- **SOURCE EXTRACT**:
--- START ---

So today, well last night, I decided, well enough is enough, its time to work - So out of my 3 big projects, I decided ok tonight I will do it - So, as i prayed isha and what not, i felt all motivated, and wasted most of this motivation on watching the last season of sopranos (or as much of it as I could). Basicallly, I REALLY LIKE THIS SHOW. I found out about it by mistake one day, and never realized they made an ENTIRE TV series with a looming story arc and everything on TV. (I Prefer long drown out tv based shows to pretty much anything there) and about the Mafia none the less!

But its a REALLY depressing story by the end, the first four seasons or so are so much fun, but the last season - your depressed out of your mind NO JOKE. (and beautifully for me, I found out about this show after I came to Jordan, so I can watch them all in sequence) so

Instead of working, I got motivated to work, and watched a few episodes and said, ok After I am done, I will work - needless to say soon enough Fajr rolled around, and I prayed and then I wanted to relax, so I proped myself up on the sofa and turned on the air conditioner, and went to bed for a bit.

--- END ---

- **PROVIDED INFORMATION**:
--- START ---

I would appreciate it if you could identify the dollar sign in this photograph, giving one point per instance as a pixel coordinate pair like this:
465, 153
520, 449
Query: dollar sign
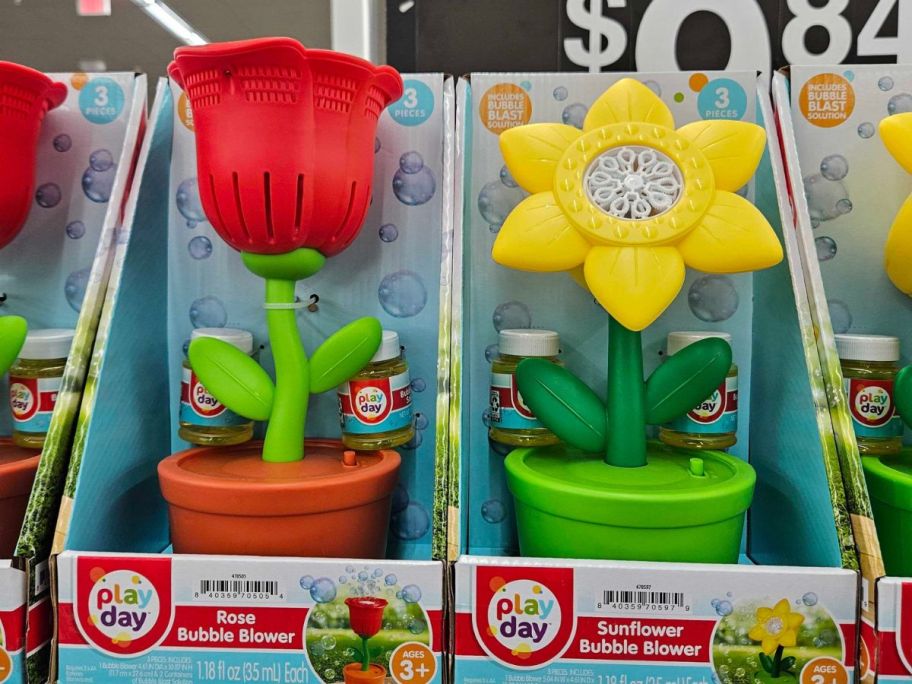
594, 58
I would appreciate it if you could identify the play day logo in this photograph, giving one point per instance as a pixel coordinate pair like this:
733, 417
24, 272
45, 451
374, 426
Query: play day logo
123, 605
524, 617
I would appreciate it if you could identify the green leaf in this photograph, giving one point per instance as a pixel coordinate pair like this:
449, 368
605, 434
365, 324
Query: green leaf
563, 403
902, 392
12, 334
686, 378
344, 354
232, 377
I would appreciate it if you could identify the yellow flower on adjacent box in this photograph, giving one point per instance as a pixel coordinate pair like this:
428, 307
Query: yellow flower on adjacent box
776, 627
628, 202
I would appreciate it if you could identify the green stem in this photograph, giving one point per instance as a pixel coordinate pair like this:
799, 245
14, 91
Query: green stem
626, 413
777, 662
365, 655
285, 432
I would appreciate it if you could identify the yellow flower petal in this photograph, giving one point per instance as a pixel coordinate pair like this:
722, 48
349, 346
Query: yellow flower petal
733, 236
898, 250
628, 100
732, 148
788, 638
634, 284
896, 132
538, 236
781, 609
757, 633
532, 152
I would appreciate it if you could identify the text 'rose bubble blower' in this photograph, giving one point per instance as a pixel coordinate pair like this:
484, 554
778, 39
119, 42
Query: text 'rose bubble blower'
625, 205
284, 139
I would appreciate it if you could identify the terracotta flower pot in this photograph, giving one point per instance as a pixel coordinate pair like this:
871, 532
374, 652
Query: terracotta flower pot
355, 675
227, 500
17, 472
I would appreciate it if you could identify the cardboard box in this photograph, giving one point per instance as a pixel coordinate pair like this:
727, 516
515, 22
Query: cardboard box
632, 621
172, 274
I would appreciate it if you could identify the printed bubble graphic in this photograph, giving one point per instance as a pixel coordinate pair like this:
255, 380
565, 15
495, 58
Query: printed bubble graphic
402, 294
75, 229
411, 593
493, 511
75, 286
413, 183
48, 195
511, 316
200, 247
826, 248
188, 202
824, 197
101, 160
411, 523
208, 312
713, 298
97, 184
388, 232
63, 142
496, 200
574, 115
899, 104
840, 316
507, 178
323, 590
834, 167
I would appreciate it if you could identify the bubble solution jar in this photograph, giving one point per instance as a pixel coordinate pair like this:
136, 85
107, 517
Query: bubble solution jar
204, 420
35, 380
869, 368
713, 423
512, 422
376, 404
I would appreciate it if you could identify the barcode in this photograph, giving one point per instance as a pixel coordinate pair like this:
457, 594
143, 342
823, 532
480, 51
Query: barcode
644, 598
268, 587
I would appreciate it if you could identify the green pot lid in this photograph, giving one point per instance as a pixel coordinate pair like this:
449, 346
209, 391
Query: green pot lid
668, 492
889, 479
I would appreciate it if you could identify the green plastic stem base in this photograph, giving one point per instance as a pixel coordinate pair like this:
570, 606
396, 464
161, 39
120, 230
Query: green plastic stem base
572, 505
889, 480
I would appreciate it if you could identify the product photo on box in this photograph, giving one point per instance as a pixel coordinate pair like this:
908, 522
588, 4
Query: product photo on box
277, 510
70, 140
630, 500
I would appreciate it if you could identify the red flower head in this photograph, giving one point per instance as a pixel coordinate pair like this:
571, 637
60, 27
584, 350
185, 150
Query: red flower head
26, 96
284, 140
365, 614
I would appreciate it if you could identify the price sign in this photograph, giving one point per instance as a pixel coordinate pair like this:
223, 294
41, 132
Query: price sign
646, 35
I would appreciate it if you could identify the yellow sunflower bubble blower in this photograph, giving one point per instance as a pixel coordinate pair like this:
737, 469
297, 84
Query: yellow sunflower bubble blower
624, 206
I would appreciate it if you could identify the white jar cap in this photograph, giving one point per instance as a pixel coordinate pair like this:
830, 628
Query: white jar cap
868, 347
50, 343
678, 340
389, 347
529, 342
242, 339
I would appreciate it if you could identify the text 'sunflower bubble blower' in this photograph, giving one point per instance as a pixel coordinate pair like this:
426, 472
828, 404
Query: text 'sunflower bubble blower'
284, 139
625, 205
26, 96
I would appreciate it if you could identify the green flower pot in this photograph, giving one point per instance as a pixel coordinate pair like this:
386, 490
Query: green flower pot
683, 506
889, 481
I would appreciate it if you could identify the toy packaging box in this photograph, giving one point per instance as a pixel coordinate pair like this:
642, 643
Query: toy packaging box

--- END ---

Please list every action the writer reports taking after Fajr came, as stated in the passage about The Sopranos.

- prayed
- propped up on the sofa
- turned on the air conditioner
- went to bed for a bit